### Required work
Reproduce the rows below verbatim, starting at the line containing "the waterfall stream" and continuing through the last of the rows, both ends included.

(Dataset excerpt)
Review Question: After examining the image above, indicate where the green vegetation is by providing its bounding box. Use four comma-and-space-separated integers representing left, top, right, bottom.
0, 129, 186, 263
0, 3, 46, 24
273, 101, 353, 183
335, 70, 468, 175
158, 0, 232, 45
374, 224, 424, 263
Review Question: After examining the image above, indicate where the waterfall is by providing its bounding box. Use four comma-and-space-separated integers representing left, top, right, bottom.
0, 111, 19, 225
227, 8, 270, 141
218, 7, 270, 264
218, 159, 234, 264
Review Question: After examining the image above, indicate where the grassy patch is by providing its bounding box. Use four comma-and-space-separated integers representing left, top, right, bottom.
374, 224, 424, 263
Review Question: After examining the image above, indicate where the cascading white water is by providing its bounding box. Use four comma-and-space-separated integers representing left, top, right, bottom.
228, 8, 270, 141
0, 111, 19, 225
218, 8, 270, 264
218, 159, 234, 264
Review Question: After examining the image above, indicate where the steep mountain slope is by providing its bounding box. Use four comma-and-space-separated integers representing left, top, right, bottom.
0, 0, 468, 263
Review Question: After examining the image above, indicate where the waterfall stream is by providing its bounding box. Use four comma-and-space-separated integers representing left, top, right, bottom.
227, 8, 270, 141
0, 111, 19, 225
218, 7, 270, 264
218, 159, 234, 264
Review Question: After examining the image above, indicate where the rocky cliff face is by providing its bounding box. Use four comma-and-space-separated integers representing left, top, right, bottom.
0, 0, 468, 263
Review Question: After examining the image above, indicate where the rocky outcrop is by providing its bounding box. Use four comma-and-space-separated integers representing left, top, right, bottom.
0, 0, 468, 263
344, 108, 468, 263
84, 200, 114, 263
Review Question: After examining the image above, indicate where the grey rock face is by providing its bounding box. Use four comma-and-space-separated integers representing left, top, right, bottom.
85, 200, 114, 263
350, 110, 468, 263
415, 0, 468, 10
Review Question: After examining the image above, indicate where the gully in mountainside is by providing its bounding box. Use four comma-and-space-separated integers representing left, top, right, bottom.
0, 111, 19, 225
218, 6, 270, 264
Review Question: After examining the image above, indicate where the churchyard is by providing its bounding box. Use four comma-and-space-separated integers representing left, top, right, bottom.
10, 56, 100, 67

### Result for this task
Review Question: After examining the image above, indicate where the waterfall stream is by providing its bounding box. Use four comma-and-space-separated integers representing left, top, right, bottom.
227, 8, 270, 141
0, 111, 19, 225
218, 7, 270, 264
218, 159, 234, 264
Review Question: After examining the image above, indicate where the rocky cliff face is by providing its bounding box. Use four comma-and-space-separated integers representing left, top, right, bottom.
0, 0, 468, 263
Review Question: After examining the image above, indicate where the rocky outcrop is by providing its bounding box. Use four comma-and-space-separated integers representing left, top, right, bottom.
0, 0, 468, 263
344, 108, 468, 263
84, 200, 114, 263
Review Question: After examining the image above, indicate where the grey rock face is by providing its bounding box. Use four comma-and-space-separated integers representing left, top, right, bottom.
85, 200, 114, 263
350, 110, 468, 263
415, 0, 468, 10
Review Question: After examining the image above, indicate where the gully in mountainside is by providing its bounding box. Use four comma-and-space-separated integers representing left, top, right, bottom.
0, 111, 19, 225
218, 6, 270, 264
Review Question: After examining the image above, indicate where the churchyard is by providing its bounding box. Use four comma-and-space-separated integers representing left, top, right, bottom.
10, 56, 100, 67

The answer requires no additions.